══ Document excerpt

Building block 2
AI engineering excellence.
Coders are in short supply and overworked, and they suffer from burn-out and reduced productivity and efficiency. New tools are helping them cope with burnout and adding value to the organizations that deploy them.
Microsoft is an AI-first business investing heavily in this area, having recently committed $10 billion to research and development at OpenAI, solidifying its position as a leader in the AI industry.
Tools such as OpenAI’s Codex, GitHub’s Copilot and Open AI's ChatGPT can be used to complete lines of code and to find bugs. They also create code in most programming languages from a natural language prompt. AI-based techniques assist in other stages of the software development life cycle, including gathering requirements, design, deployment, and maintenance.
These AI tools, based on large language models, can perform a variety of tasks but demand heavy compute for inferencing. Infosys addresses this issue by building narrow transformers. Here, an appropriate smaller language model is used as the foundation model, and then fine-tuned with domain and task-specific data to augment a specialized task, such as code completion.
Full fine-tuning updates all parameters of the foundation model, demanding higher compute, and when there are multiple downstream tasks, full fine-tuning results in a new model for each task demanding more storage.

════

**Problems and tasks**
1/ List the stages of the software development life cycle that the passage on AI engineering excellence says AI-based techniques assist in.
2/ Say whether each statement agrees with the passage on AI engineering excellence, and quote the words that decide it.
(a) Microsoft committed $10 billion to research and development at OpenAI.
(b) Infosys uses a large language model as the foundation model for its narrow transformers.
(c) Full fine-tuning updates only part of the foundation model's parameters.

══ Data for review

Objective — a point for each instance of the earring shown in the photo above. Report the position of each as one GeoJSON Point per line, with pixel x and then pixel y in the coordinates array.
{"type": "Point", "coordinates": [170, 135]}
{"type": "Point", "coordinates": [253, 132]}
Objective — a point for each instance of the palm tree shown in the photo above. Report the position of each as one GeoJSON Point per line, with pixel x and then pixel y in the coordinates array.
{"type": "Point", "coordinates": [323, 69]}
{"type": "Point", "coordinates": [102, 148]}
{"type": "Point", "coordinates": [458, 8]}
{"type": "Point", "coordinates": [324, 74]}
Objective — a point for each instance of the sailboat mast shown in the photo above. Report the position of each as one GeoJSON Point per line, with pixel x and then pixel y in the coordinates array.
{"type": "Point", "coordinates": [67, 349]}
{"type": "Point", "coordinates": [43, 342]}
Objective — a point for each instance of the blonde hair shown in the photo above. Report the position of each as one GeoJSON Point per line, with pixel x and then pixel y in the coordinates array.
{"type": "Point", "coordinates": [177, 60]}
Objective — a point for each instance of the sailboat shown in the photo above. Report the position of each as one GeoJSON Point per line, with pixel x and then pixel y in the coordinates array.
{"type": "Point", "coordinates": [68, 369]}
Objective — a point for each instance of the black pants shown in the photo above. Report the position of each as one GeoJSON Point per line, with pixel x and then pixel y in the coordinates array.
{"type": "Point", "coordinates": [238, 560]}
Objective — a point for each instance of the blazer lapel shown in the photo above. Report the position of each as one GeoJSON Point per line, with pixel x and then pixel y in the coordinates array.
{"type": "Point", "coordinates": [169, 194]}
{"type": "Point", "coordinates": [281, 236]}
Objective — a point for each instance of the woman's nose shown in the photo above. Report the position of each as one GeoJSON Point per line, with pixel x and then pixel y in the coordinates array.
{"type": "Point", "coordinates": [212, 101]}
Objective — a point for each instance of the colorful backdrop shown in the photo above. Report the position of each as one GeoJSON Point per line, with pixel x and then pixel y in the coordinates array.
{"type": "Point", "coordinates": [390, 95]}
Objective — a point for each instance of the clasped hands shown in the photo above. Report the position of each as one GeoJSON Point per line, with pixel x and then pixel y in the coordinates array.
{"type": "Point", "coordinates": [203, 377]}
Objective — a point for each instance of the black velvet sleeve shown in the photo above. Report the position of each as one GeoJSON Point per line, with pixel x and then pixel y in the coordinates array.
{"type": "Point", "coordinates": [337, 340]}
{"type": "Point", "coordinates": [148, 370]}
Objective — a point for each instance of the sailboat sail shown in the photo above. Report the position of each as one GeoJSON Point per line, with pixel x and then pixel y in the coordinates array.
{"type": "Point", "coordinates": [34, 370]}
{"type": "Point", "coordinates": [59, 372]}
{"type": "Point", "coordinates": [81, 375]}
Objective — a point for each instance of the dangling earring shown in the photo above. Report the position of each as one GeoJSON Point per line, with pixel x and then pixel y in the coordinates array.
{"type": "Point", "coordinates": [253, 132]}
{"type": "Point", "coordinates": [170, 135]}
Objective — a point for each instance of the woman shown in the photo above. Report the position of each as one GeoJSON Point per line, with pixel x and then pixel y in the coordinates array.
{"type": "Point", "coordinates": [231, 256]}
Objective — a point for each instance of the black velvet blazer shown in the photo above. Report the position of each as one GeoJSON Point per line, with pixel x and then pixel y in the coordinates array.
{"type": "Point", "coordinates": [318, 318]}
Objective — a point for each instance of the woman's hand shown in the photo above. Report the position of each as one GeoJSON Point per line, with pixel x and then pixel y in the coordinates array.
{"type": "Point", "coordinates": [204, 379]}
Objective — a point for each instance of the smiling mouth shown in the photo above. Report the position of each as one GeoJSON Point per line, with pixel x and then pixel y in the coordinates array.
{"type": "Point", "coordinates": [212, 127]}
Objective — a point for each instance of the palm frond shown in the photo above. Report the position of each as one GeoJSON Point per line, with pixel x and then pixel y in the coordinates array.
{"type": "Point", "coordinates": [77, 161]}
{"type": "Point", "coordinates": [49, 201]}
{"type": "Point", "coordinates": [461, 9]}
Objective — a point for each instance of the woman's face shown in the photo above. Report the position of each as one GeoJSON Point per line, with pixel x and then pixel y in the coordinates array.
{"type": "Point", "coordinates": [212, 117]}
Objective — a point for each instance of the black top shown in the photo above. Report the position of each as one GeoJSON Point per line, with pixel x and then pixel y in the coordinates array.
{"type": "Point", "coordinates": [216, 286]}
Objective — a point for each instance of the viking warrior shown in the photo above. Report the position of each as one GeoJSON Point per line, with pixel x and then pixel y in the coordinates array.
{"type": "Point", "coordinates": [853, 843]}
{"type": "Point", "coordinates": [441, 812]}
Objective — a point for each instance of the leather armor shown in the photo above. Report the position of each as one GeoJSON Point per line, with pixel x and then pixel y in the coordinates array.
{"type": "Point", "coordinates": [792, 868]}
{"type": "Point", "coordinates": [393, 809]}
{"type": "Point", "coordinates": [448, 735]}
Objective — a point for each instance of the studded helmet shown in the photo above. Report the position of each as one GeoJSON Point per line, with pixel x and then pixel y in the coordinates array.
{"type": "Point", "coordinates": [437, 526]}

════

**Answers for the tasks**
1/ Gathering requirements, design, deployment, maintenance

2/
(a) Yes: "having recently committed $10 billion to research and development at OpenAI"
(b) No: "an appropriate smaller language model is used as the foundation model"
(c) No: "Full fine-tuning updates all parameters of the foundation model"